--- BEGIN Data excerpts ---

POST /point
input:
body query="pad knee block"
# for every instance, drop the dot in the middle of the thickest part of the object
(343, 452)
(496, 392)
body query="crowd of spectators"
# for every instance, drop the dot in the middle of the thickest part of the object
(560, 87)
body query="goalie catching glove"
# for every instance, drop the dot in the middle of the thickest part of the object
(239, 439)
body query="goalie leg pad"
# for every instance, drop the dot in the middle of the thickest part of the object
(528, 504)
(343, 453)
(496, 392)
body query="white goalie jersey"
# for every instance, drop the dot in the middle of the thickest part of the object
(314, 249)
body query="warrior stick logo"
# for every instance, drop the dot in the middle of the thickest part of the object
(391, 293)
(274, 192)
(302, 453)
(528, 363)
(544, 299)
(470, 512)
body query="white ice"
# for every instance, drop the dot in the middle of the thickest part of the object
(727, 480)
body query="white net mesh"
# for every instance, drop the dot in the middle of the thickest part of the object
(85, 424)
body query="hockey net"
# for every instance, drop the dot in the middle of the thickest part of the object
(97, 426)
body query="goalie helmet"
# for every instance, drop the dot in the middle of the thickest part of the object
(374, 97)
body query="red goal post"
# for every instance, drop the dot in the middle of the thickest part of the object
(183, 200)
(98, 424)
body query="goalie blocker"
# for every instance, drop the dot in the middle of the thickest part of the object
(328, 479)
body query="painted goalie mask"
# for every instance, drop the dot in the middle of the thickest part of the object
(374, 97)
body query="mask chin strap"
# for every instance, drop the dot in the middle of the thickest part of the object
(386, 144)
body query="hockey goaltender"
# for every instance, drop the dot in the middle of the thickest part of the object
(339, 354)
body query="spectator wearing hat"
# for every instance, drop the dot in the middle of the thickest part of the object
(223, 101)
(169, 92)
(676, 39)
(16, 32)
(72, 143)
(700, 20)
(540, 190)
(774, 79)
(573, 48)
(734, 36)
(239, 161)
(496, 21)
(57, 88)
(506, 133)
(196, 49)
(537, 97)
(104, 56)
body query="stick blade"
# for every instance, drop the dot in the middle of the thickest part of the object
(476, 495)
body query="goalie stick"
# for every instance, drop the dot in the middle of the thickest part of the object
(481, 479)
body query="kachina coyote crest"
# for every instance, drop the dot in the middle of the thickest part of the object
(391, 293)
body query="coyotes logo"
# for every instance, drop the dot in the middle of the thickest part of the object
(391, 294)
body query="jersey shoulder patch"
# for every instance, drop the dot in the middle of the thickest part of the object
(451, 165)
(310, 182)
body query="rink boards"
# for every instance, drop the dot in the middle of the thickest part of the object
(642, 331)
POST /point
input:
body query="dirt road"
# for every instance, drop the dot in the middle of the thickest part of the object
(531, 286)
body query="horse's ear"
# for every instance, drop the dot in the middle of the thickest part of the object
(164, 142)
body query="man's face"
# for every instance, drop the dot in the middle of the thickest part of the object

--- END Data excerpts ---

== Written task ==
Show each line of the records above that includes the word "goalie".

== Response below ==
body query="goalie catching glove"
body query="goalie leg pad"
body query="white goalie jersey"
body query="goalie helmet"
body query="goalie blocker"
body query="painted goalie mask"
body query="goalie stick"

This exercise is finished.